---------- Dataset records

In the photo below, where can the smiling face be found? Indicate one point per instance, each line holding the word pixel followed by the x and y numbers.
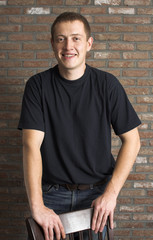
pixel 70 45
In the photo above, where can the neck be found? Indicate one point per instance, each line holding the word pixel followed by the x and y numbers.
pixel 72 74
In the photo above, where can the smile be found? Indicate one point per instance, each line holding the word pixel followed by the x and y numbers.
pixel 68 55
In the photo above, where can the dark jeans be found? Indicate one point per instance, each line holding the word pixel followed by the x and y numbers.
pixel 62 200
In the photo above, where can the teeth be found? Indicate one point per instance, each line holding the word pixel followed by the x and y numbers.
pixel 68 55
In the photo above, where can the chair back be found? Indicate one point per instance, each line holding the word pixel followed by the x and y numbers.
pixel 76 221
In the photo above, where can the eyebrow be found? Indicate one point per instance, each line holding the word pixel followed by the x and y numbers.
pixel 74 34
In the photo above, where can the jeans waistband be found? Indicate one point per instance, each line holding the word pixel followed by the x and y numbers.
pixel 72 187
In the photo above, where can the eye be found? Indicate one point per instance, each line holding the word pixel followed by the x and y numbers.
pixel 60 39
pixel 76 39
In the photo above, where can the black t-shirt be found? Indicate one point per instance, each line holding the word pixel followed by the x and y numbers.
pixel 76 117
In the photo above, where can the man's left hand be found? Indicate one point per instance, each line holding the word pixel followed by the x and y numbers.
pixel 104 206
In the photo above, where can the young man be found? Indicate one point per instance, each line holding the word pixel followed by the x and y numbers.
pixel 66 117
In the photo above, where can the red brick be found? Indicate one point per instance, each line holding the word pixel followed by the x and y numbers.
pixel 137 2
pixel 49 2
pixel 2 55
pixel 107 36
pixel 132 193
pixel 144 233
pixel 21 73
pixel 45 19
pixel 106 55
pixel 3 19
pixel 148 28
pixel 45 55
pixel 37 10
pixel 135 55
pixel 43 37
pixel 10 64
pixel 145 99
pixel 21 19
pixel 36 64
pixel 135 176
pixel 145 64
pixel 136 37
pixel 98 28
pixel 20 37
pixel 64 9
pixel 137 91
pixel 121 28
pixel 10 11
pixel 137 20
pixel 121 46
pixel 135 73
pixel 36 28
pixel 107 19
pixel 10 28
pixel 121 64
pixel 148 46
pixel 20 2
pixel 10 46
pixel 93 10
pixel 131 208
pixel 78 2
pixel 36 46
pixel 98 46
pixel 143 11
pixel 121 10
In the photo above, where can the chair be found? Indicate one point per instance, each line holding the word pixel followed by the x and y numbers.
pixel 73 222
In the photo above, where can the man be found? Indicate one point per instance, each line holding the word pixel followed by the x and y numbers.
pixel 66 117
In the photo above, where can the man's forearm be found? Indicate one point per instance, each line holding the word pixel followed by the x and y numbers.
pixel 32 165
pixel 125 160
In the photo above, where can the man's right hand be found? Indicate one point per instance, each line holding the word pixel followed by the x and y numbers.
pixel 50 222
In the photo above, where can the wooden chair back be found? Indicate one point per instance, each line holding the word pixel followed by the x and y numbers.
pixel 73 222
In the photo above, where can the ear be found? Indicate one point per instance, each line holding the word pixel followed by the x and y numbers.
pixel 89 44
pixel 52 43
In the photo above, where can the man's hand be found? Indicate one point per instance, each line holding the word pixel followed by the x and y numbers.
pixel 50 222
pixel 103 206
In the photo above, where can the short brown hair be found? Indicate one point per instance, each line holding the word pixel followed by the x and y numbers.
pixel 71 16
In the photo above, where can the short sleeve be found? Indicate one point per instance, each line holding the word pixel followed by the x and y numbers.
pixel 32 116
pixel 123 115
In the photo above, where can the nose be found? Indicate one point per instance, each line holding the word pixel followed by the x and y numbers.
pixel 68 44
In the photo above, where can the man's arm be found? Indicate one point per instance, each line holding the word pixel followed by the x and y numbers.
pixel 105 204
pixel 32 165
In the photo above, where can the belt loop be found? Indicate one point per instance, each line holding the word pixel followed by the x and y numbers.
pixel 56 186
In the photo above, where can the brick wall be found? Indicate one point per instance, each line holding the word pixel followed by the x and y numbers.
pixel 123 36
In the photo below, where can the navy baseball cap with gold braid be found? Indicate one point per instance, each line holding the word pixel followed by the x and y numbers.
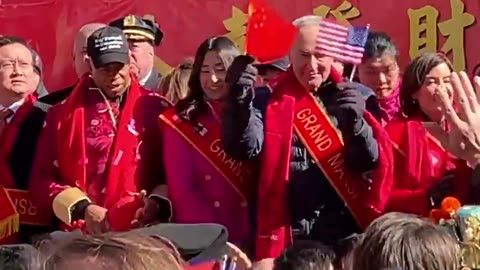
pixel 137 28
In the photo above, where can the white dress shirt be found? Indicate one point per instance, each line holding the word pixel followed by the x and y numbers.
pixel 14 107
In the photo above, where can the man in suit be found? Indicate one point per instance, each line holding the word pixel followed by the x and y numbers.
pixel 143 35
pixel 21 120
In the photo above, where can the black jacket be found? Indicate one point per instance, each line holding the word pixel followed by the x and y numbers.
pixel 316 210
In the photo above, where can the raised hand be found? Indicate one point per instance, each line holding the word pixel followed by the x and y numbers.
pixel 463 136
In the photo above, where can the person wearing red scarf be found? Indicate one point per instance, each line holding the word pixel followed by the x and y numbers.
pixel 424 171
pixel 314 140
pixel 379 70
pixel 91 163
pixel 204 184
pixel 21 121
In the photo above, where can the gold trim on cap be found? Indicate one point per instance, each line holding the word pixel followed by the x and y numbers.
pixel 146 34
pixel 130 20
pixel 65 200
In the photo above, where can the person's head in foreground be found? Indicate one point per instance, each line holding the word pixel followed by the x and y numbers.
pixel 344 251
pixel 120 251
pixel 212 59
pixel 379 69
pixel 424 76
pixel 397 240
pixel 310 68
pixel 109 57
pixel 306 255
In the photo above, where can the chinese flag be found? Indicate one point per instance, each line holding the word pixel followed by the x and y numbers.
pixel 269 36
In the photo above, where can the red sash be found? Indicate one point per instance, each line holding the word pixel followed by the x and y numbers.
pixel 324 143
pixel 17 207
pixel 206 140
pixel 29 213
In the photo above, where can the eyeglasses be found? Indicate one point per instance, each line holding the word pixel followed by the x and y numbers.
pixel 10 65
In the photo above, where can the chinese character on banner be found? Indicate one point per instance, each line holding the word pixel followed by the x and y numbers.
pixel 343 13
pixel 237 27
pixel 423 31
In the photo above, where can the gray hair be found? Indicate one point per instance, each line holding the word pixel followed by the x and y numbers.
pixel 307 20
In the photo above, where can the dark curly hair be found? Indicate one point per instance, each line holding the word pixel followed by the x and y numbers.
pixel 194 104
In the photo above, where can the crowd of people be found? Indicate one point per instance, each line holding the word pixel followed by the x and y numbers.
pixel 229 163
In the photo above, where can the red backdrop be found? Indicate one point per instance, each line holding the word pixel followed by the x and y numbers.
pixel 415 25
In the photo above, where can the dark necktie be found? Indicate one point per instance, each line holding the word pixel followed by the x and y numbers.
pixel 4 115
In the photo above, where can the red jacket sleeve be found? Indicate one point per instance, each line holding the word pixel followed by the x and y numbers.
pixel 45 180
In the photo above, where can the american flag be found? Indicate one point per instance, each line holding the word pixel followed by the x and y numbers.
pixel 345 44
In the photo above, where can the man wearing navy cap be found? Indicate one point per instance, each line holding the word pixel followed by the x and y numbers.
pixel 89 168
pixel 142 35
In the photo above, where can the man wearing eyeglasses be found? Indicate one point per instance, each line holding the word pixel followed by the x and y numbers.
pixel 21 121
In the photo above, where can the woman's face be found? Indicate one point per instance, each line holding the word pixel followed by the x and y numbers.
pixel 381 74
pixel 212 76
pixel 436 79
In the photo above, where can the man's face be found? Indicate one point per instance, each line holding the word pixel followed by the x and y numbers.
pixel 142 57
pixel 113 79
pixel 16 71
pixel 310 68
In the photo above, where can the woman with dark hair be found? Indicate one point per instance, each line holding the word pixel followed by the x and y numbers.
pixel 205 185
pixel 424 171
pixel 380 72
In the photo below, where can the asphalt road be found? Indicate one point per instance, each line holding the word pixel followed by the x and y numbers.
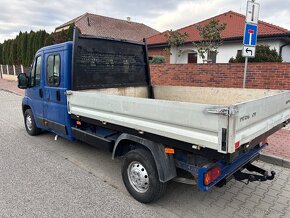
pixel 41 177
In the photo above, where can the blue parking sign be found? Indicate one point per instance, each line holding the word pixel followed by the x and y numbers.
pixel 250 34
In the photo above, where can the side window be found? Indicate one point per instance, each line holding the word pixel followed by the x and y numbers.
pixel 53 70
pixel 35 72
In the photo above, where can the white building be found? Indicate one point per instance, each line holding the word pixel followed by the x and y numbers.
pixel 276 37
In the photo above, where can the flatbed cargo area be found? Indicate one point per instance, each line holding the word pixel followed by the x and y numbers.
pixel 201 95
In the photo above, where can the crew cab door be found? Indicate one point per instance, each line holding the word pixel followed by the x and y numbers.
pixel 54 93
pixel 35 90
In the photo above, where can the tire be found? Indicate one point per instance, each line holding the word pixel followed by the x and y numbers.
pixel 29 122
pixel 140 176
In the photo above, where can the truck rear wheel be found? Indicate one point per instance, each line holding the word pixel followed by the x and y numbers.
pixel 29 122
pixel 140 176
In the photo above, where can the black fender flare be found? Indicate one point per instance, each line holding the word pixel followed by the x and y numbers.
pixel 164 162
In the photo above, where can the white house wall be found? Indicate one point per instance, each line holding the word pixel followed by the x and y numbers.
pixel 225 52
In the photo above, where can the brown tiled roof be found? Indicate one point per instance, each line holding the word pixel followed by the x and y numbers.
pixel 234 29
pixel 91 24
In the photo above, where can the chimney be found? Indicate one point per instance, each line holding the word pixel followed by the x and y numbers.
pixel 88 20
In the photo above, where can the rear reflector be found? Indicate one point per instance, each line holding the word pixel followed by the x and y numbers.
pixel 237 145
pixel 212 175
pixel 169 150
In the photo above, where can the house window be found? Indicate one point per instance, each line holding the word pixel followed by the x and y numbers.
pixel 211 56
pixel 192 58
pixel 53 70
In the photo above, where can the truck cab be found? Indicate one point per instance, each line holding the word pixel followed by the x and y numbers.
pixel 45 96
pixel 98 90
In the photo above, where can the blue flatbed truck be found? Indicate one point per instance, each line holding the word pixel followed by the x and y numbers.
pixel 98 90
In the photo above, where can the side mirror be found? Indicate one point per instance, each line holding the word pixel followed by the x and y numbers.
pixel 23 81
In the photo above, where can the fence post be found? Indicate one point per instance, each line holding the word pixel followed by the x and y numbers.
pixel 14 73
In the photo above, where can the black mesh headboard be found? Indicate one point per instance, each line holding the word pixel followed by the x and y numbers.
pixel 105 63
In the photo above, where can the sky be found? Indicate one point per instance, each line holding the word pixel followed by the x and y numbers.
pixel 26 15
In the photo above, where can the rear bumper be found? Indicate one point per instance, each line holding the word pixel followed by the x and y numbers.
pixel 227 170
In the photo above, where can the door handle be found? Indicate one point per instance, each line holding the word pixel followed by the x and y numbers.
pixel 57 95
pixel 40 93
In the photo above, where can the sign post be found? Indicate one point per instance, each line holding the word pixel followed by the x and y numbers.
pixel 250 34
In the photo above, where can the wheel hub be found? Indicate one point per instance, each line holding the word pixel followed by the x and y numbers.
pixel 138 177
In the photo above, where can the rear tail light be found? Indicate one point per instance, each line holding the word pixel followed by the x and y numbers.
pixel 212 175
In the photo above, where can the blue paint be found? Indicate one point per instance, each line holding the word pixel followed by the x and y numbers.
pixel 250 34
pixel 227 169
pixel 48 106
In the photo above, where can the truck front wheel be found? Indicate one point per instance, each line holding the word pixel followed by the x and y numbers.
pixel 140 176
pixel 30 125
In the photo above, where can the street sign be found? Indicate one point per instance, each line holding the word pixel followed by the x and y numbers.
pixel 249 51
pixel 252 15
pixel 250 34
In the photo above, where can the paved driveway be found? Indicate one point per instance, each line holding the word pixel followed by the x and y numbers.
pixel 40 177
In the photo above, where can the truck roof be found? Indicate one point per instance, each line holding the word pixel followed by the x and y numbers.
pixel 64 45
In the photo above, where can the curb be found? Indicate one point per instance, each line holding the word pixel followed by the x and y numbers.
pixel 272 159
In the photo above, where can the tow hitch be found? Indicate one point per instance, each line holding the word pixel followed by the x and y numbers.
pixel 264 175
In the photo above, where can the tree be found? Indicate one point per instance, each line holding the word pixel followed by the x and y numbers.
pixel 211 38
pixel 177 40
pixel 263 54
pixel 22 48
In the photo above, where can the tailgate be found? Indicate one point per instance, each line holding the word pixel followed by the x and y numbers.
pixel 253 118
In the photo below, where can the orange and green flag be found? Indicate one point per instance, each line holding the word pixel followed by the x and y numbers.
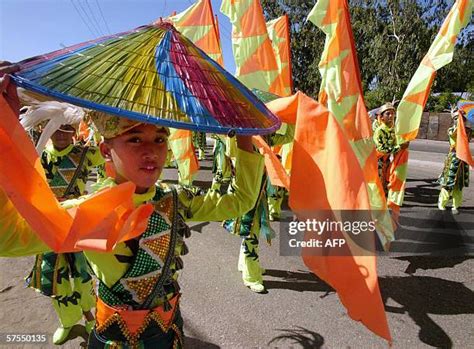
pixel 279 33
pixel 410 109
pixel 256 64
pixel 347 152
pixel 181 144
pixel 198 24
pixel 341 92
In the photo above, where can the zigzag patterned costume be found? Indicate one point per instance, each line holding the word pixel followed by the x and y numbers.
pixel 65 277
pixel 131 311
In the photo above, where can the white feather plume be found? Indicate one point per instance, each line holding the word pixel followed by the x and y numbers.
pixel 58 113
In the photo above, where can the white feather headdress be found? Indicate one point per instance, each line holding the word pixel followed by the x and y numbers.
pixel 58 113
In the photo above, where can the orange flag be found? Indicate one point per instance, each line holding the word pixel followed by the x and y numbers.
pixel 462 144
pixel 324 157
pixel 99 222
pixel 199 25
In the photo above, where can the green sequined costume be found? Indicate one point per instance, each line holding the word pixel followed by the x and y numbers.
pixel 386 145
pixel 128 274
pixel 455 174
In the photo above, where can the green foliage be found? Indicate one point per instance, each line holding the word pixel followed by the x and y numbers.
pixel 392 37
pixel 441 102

--------------------

■ Activity
Nothing outside the span should appear: transcribe the lines from the one containing "In the photo above, where can the orange" through the last line of the records.

■ Expected answer
In the photo above, where can the orange flag be found? Indicate one point per instance, each line holding the word pixel followed by the x and y numbers.
pixel 462 144
pixel 324 157
pixel 99 222
pixel 199 25
In the photo above, where can the green sequined costume be found? Indicate one point per instance, each line holding the word pixel followed by the x and y numbers.
pixel 386 145
pixel 128 274
pixel 455 174
In the photo above, where can the green foliage be found? Indicate one point per instance, each line holding the word pixel followed by the x and y numbers.
pixel 392 37
pixel 441 102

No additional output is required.